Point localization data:
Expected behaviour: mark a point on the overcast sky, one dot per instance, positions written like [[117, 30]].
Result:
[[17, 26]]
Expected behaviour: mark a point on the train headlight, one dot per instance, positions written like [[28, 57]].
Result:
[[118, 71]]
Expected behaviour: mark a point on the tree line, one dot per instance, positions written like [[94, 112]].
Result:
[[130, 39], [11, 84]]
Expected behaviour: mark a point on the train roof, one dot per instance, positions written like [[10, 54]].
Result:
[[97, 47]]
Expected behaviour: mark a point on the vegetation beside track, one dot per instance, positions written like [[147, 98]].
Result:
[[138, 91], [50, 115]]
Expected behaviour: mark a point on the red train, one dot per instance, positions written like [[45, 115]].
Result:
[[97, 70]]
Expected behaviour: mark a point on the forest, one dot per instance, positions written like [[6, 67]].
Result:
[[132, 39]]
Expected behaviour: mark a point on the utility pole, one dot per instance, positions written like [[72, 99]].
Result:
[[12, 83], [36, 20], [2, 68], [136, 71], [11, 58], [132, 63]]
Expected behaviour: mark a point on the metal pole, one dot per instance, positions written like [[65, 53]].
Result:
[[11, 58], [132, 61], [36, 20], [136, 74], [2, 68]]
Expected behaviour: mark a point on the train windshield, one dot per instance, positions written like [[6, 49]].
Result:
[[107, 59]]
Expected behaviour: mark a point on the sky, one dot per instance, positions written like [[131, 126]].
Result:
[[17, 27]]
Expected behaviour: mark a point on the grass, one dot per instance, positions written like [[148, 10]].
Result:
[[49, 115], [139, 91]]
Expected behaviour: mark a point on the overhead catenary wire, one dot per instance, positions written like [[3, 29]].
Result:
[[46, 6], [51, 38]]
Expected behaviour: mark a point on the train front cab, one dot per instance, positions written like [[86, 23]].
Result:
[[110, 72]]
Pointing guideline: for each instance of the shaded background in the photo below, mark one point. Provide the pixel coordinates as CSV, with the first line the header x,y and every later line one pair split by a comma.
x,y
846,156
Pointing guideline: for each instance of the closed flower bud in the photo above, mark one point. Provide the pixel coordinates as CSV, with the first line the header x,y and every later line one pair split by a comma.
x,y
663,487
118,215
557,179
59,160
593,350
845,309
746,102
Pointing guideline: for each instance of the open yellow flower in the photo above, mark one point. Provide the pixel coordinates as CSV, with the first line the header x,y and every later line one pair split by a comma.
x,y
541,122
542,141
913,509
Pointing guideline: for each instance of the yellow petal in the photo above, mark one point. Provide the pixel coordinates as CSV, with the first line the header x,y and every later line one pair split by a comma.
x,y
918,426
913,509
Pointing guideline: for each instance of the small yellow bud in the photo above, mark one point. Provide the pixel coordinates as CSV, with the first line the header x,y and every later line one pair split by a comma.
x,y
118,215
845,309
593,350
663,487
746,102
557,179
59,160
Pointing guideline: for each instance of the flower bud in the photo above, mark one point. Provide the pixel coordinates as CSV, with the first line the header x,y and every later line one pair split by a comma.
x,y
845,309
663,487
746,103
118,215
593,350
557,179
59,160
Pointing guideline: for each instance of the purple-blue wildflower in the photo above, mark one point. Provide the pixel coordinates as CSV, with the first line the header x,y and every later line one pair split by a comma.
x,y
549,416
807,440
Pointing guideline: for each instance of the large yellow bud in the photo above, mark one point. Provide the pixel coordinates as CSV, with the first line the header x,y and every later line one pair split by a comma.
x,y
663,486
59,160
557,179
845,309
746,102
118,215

(Aim of the exercise):
All lines from the one with "Pointing guideline: for each instance of the purple-blue" through the final line above are to be quoted exactly; quote no other line.

(Output for this exercise):
Pointing guideline: for each instance of the purple-blue wildflower in the photo above, mark one point. Provide the pixel coordinates as CSV, with the first line the header x,y and every later line one pair split by a comma.
x,y
549,416
807,440
Pointing guideline: for each instance of the large yellow bud in the photo above, mark one point. Provide the pixel coordinates as CSV, with the first line the header x,y and every later line one pair split by a comma.
x,y
663,486
59,160
557,179
845,309
746,102
118,215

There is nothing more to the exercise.